*Problem requirements:* The result should be the full listing copied exactly, with no pictures in it.

*Record set:*

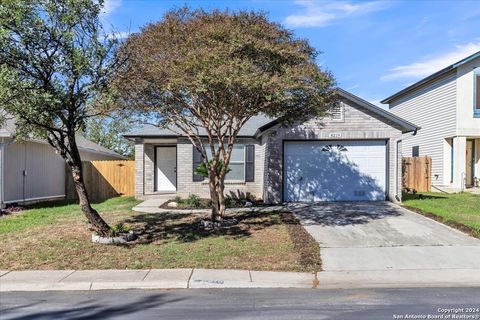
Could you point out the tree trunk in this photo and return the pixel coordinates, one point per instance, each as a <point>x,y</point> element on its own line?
<point>213,196</point>
<point>221,198</point>
<point>97,224</point>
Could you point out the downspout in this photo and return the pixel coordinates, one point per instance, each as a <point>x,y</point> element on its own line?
<point>396,172</point>
<point>397,141</point>
<point>2,174</point>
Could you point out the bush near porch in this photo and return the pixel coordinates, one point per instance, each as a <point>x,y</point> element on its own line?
<point>55,236</point>
<point>459,210</point>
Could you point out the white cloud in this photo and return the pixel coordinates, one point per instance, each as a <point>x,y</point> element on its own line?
<point>110,6</point>
<point>323,13</point>
<point>430,65</point>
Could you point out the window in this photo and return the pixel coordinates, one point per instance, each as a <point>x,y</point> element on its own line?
<point>415,151</point>
<point>476,93</point>
<point>337,112</point>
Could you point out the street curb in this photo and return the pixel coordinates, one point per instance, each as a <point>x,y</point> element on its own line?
<point>89,280</point>
<point>68,280</point>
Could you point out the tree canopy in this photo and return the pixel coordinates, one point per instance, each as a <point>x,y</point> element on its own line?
<point>205,74</point>
<point>56,63</point>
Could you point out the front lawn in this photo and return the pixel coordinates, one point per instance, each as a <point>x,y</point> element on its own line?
<point>460,210</point>
<point>55,236</point>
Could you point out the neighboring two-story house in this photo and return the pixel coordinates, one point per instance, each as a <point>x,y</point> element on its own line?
<point>446,105</point>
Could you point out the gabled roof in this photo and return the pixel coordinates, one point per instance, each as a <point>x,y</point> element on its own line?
<point>432,77</point>
<point>150,131</point>
<point>259,124</point>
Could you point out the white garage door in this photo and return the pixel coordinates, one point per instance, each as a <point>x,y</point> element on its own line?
<point>334,170</point>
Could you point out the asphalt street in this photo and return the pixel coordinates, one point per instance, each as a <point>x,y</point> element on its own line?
<point>419,303</point>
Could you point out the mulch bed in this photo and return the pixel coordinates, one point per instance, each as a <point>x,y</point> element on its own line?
<point>205,204</point>
<point>461,227</point>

*Task answer:*
Could you point out the tree trunk in this photo and return the pixel coordinates, one point per instance, each as a <point>x,y</point> element on its own line?
<point>213,196</point>
<point>221,198</point>
<point>97,224</point>
Could you point out the downspout in this photo and return the pixel coordinates, one point per instance, each as a <point>x,y</point> element on its own line?
<point>396,172</point>
<point>397,141</point>
<point>2,174</point>
Could you point out the bush near porch in this photo and return the pixel coordinates, one point per instance, each as a <point>x,y</point> element on its own line?
<point>55,236</point>
<point>459,210</point>
Could you point out the white cloud in this photo and return the pixel coordinates, one point per instance, each as a <point>x,y</point> element on its own line?
<point>110,6</point>
<point>323,13</point>
<point>430,65</point>
Could you point out the window in this photo and return the pixel coordinates, one point per instance, each as a <point>x,y</point> element on its own line?
<point>415,151</point>
<point>476,93</point>
<point>337,112</point>
Could you point out the street curb in this photo and return the pixel coordinates, one point per instance, each as a <point>x,y</point> element on its own line?
<point>89,280</point>
<point>68,280</point>
Could you point out the tree canopy in this photo and return the pixel coordinates, one point per instance, each as a <point>x,y</point> element on its own line?
<point>205,74</point>
<point>56,63</point>
Could you point out the front lawn in this photo and return the pixel coordinates, one point per instance, each as a <point>x,y</point> element on its own line?
<point>460,210</point>
<point>55,236</point>
Could you point out the neighboring two-story house in this photo and return the pixel coordinates, one point per instance, each as a <point>x,y</point> element on its own line?
<point>446,105</point>
Could you point out the gabled roof in this photo and return the pixel coordinates, one point per instance, each as a <point>x,y</point> element on its own line?
<point>432,77</point>
<point>150,131</point>
<point>259,124</point>
Could you point out the white garage door in this photo and return the pixel coordinates, one point per instance, each as a <point>x,y</point> element on its own line?
<point>334,170</point>
Could you point out the asphalt street in this photo and return the pixel coordinates, one point per instance, each as a <point>x,y</point> element on its own line?
<point>419,303</point>
Could you point out the mulch bed in this photo and return the pixel coordinates, one point per instance, each as a <point>x,y</point> element on its own line?
<point>205,204</point>
<point>461,227</point>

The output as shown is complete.